_EXERCISE_
Copy all entries exactly, and wherever an entry holds a picture, leave that picture out.
===
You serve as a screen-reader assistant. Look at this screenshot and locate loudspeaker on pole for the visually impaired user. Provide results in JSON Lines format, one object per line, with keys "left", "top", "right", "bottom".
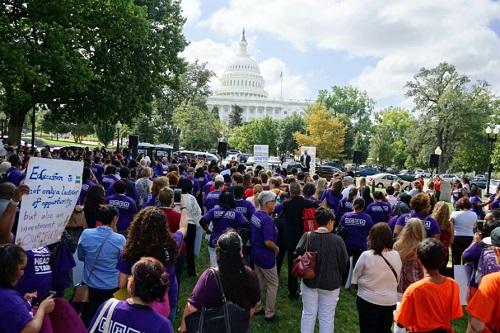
{"left": 353, "top": 150, "right": 362, "bottom": 164}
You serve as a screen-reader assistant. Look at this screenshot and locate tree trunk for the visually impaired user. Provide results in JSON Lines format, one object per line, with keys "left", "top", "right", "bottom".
{"left": 7, "top": 104, "right": 31, "bottom": 146}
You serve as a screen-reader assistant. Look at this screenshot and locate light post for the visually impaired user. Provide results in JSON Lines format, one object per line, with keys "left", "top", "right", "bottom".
{"left": 486, "top": 126, "right": 499, "bottom": 196}
{"left": 0, "top": 112, "right": 6, "bottom": 141}
{"left": 115, "top": 121, "right": 122, "bottom": 153}
{"left": 434, "top": 146, "right": 442, "bottom": 176}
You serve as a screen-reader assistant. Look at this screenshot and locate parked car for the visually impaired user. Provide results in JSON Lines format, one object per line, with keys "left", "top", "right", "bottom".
{"left": 238, "top": 153, "right": 250, "bottom": 163}
{"left": 269, "top": 156, "right": 281, "bottom": 167}
{"left": 355, "top": 168, "right": 379, "bottom": 177}
{"left": 386, "top": 167, "right": 399, "bottom": 174}
{"left": 470, "top": 177, "right": 487, "bottom": 189}
{"left": 440, "top": 173, "right": 461, "bottom": 183}
{"left": 246, "top": 156, "right": 255, "bottom": 166}
{"left": 415, "top": 169, "right": 432, "bottom": 178}
{"left": 315, "top": 165, "right": 343, "bottom": 180}
{"left": 282, "top": 161, "right": 306, "bottom": 173}
{"left": 322, "top": 162, "right": 344, "bottom": 171}
{"left": 367, "top": 173, "right": 411, "bottom": 190}
{"left": 396, "top": 170, "right": 416, "bottom": 182}
{"left": 175, "top": 150, "right": 219, "bottom": 163}
{"left": 489, "top": 179, "right": 499, "bottom": 195}
{"left": 22, "top": 137, "right": 48, "bottom": 148}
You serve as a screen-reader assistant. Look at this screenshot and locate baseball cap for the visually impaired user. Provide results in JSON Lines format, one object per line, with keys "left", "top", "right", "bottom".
{"left": 187, "top": 167, "right": 195, "bottom": 173}
{"left": 215, "top": 174, "right": 224, "bottom": 182}
{"left": 483, "top": 227, "right": 500, "bottom": 247}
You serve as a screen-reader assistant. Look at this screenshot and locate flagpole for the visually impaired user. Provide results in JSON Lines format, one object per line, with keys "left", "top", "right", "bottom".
{"left": 280, "top": 72, "right": 283, "bottom": 99}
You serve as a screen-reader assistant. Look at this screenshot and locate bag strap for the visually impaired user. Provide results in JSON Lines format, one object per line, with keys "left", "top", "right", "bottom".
{"left": 211, "top": 268, "right": 231, "bottom": 333}
{"left": 88, "top": 298, "right": 116, "bottom": 332}
{"left": 377, "top": 253, "right": 398, "bottom": 282}
{"left": 85, "top": 230, "right": 113, "bottom": 284}
{"left": 305, "top": 232, "right": 311, "bottom": 252}
{"left": 103, "top": 299, "right": 119, "bottom": 333}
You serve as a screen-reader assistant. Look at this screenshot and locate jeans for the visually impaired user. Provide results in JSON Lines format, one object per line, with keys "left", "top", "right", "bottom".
{"left": 185, "top": 223, "right": 197, "bottom": 275}
{"left": 300, "top": 282, "right": 340, "bottom": 333}
{"left": 81, "top": 286, "right": 118, "bottom": 327}
{"left": 254, "top": 263, "right": 279, "bottom": 318}
{"left": 357, "top": 296, "right": 395, "bottom": 333}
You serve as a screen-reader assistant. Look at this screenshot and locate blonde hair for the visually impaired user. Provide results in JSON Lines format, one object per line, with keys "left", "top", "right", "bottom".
{"left": 358, "top": 177, "right": 366, "bottom": 189}
{"left": 252, "top": 184, "right": 263, "bottom": 208}
{"left": 394, "top": 218, "right": 425, "bottom": 261}
{"left": 432, "top": 201, "right": 451, "bottom": 231}
{"left": 151, "top": 176, "right": 169, "bottom": 196}
{"left": 315, "top": 178, "right": 328, "bottom": 199}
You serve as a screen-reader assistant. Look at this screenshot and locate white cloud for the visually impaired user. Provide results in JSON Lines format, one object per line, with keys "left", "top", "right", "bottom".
{"left": 201, "top": 0, "right": 500, "bottom": 105}
{"left": 180, "top": 0, "right": 202, "bottom": 24}
{"left": 259, "top": 57, "right": 310, "bottom": 99}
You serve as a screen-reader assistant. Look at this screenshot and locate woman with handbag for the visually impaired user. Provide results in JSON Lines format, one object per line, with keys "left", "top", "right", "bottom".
{"left": 87, "top": 257, "right": 174, "bottom": 333}
{"left": 352, "top": 222, "right": 402, "bottom": 333}
{"left": 179, "top": 231, "right": 261, "bottom": 333}
{"left": 77, "top": 205, "right": 126, "bottom": 326}
{"left": 394, "top": 239, "right": 463, "bottom": 332}
{"left": 295, "top": 207, "right": 348, "bottom": 333}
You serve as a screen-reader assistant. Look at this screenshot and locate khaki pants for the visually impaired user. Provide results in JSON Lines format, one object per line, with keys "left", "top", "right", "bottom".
{"left": 254, "top": 263, "right": 279, "bottom": 318}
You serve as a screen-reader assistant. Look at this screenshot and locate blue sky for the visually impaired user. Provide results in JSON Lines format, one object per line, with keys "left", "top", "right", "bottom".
{"left": 180, "top": 0, "right": 500, "bottom": 110}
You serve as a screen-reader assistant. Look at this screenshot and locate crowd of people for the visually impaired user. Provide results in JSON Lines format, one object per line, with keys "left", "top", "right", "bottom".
{"left": 0, "top": 144, "right": 499, "bottom": 332}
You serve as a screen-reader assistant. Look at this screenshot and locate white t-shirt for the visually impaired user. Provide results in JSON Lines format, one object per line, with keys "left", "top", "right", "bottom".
{"left": 342, "top": 184, "right": 357, "bottom": 199}
{"left": 386, "top": 195, "right": 397, "bottom": 208}
{"left": 352, "top": 250, "right": 402, "bottom": 306}
{"left": 451, "top": 210, "right": 476, "bottom": 237}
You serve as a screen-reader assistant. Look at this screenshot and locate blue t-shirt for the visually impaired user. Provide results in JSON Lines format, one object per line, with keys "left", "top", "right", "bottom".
{"left": 250, "top": 210, "right": 278, "bottom": 269}
{"left": 365, "top": 201, "right": 391, "bottom": 223}
{"left": 200, "top": 207, "right": 248, "bottom": 248}
{"left": 396, "top": 212, "right": 441, "bottom": 238}
{"left": 105, "top": 194, "right": 138, "bottom": 231}
{"left": 339, "top": 212, "right": 374, "bottom": 252}
{"left": 235, "top": 199, "right": 257, "bottom": 221}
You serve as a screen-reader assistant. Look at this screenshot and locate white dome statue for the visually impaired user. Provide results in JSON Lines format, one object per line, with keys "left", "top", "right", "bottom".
{"left": 215, "top": 29, "right": 269, "bottom": 98}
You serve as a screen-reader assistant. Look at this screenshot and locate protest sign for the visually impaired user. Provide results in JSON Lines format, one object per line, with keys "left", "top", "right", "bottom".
{"left": 16, "top": 158, "right": 83, "bottom": 250}
{"left": 254, "top": 145, "right": 269, "bottom": 168}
===
_YOUR RESPONSE_
You serve as a screen-reader assistant. Look at this screenshot and locate loudspeaker on pole for the visually impaired user. Provide results in JSON Lines format, one object per line, with keys "left", "top", "right", "bottom".
{"left": 353, "top": 150, "right": 362, "bottom": 164}
You serve as a screen-reader assistant. Look at this screenshot and locate tree trunk for the visually impaired user. Provide results in JSON Lines format, one object per line, with keys "left", "top", "right", "bottom".
{"left": 7, "top": 104, "right": 31, "bottom": 146}
You serve as a screen-reader assistant. Look at this screenshot and locate light post for the visually impaired user. Provide results in JSON Lines format, one object per line, with keys "left", "top", "right", "bottom".
{"left": 486, "top": 126, "right": 499, "bottom": 196}
{"left": 0, "top": 112, "right": 6, "bottom": 141}
{"left": 115, "top": 121, "right": 122, "bottom": 153}
{"left": 434, "top": 146, "right": 442, "bottom": 176}
You serve as a screen-reader assistant. Look at this screenshot and locate parked car for the visually impaired user. Provide results in JSON Lines format, one object per line, with keys "left", "top", "right", "bottom".
{"left": 238, "top": 153, "right": 250, "bottom": 163}
{"left": 269, "top": 156, "right": 281, "bottom": 167}
{"left": 355, "top": 168, "right": 379, "bottom": 177}
{"left": 386, "top": 167, "right": 399, "bottom": 174}
{"left": 470, "top": 177, "right": 487, "bottom": 189}
{"left": 440, "top": 173, "right": 461, "bottom": 183}
{"left": 246, "top": 156, "right": 255, "bottom": 166}
{"left": 415, "top": 169, "right": 432, "bottom": 178}
{"left": 315, "top": 165, "right": 343, "bottom": 180}
{"left": 282, "top": 161, "right": 306, "bottom": 173}
{"left": 322, "top": 162, "right": 344, "bottom": 171}
{"left": 367, "top": 173, "right": 411, "bottom": 190}
{"left": 396, "top": 170, "right": 416, "bottom": 182}
{"left": 175, "top": 150, "right": 219, "bottom": 163}
{"left": 489, "top": 179, "right": 499, "bottom": 195}
{"left": 22, "top": 137, "right": 48, "bottom": 148}
You serve as a screen-reader assistant. Look at this screenshot and locate baseball cap for the visually impaired user. Provide results in JSON Lines format, one object per line, with keys "left", "top", "right", "bottom".
{"left": 187, "top": 167, "right": 195, "bottom": 173}
{"left": 215, "top": 174, "right": 224, "bottom": 182}
{"left": 483, "top": 227, "right": 500, "bottom": 247}
You serve as a screen-reader assistant. Look at this screenshot and locate flagpole for the visually impaired user. Provide results in JSON Lines format, one object per line, with keys "left", "top", "right", "bottom".
{"left": 280, "top": 72, "right": 283, "bottom": 99}
You serve as a screen-reader assistant. Look at this screenshot and locate bag strap for the visually impaired user. Provide results in JSON Lines format, one object per line, with keys "left", "top", "right", "bottom".
{"left": 211, "top": 268, "right": 231, "bottom": 333}
{"left": 88, "top": 298, "right": 116, "bottom": 332}
{"left": 377, "top": 253, "right": 398, "bottom": 282}
{"left": 85, "top": 230, "right": 113, "bottom": 284}
{"left": 305, "top": 232, "right": 311, "bottom": 252}
{"left": 103, "top": 299, "right": 119, "bottom": 333}
You serve as a screen-reader assistant. Look at this screenshot and locate jeans for the visually impaired user. Provide results in JSON Lines format, one object per line, with keys "left", "top", "right", "bottom".
{"left": 185, "top": 223, "right": 197, "bottom": 275}
{"left": 300, "top": 282, "right": 340, "bottom": 333}
{"left": 81, "top": 286, "right": 118, "bottom": 327}
{"left": 254, "top": 263, "right": 279, "bottom": 318}
{"left": 357, "top": 296, "right": 395, "bottom": 333}
You serve as a screen-reader assistant. Look at this screenshot and locate blonde hair for the visually impaired user. Provide results in JSON Lines format, one object per line, with keys "left", "top", "right", "bottom".
{"left": 358, "top": 177, "right": 366, "bottom": 189}
{"left": 252, "top": 184, "right": 263, "bottom": 208}
{"left": 394, "top": 218, "right": 425, "bottom": 261}
{"left": 432, "top": 201, "right": 451, "bottom": 231}
{"left": 151, "top": 176, "right": 169, "bottom": 196}
{"left": 315, "top": 178, "right": 328, "bottom": 199}
You serve as a screen-reader assistant. Look at this screenshot and locate white cloud for the visually impaired user. Provide results in JSON Lines format, one object per line, with keys "left", "top", "right", "bottom".
{"left": 201, "top": 0, "right": 500, "bottom": 105}
{"left": 180, "top": 0, "right": 202, "bottom": 24}
{"left": 259, "top": 57, "right": 310, "bottom": 99}
You serve as a screen-reader assistant. Look at this screenshot and locate woman with handbag for the visually impaired user. Provide results in JSON Lines format, one object per line, with keys "left", "top", "right", "bottom".
{"left": 87, "top": 257, "right": 174, "bottom": 333}
{"left": 352, "top": 222, "right": 402, "bottom": 333}
{"left": 179, "top": 231, "right": 261, "bottom": 333}
{"left": 77, "top": 205, "right": 126, "bottom": 326}
{"left": 394, "top": 239, "right": 463, "bottom": 332}
{"left": 295, "top": 207, "right": 348, "bottom": 333}
You serve as a screen-reader assistant. Look at this screenshot and locate khaki pants for the visually impaired user. Provide results in JSON Lines format, one object per line, with keys "left", "top", "right", "bottom".
{"left": 254, "top": 263, "right": 279, "bottom": 318}
You serve as a screen-reader assistant. Look at this screenshot and locate blue sky for the visually impaired user. Provide results in JSON Lines format, one object per line, with keys "left", "top", "right", "bottom".
{"left": 180, "top": 0, "right": 500, "bottom": 110}
You serve as a screen-reader assistant. Look at this screenshot and locate crowd of people for the visually impaired user. Provide results in JSON Lines format, one object per line, with keys "left", "top", "right", "bottom".
{"left": 0, "top": 144, "right": 499, "bottom": 332}
You serve as a screen-reader assistant. Look at this screenshot and locate white t-shirt for the visually impaired user. Provide results in JSON Lines format, one object per line, with keys "left", "top", "right", "bottom".
{"left": 342, "top": 184, "right": 357, "bottom": 199}
{"left": 386, "top": 195, "right": 397, "bottom": 208}
{"left": 352, "top": 250, "right": 402, "bottom": 306}
{"left": 451, "top": 210, "right": 476, "bottom": 237}
You serve as a screen-reader assistant. Look at this screenshot and locate blue t-shirt for the visually impaired user. Provide results in JSON Lines format, one object per line, with keys "left", "top", "right", "bottom".
{"left": 250, "top": 210, "right": 278, "bottom": 269}
{"left": 365, "top": 201, "right": 391, "bottom": 223}
{"left": 200, "top": 207, "right": 248, "bottom": 248}
{"left": 396, "top": 212, "right": 441, "bottom": 238}
{"left": 105, "top": 194, "right": 138, "bottom": 231}
{"left": 339, "top": 212, "right": 374, "bottom": 252}
{"left": 235, "top": 199, "right": 257, "bottom": 221}
You serve as a screen-reader assistant. Look at this screenshot and locate white dome statue for the visually impaired user. Provide results in JSON Lines format, one object per line, with keys "left", "top", "right", "bottom".
{"left": 215, "top": 29, "right": 269, "bottom": 98}
You serve as a screen-reader assistant. Look at this screenshot and locate protest sign for the visually impaired user. Provide results in JSON Lines format, one object per line, with keys "left", "top", "right", "bottom".
{"left": 16, "top": 158, "right": 83, "bottom": 250}
{"left": 254, "top": 145, "right": 269, "bottom": 168}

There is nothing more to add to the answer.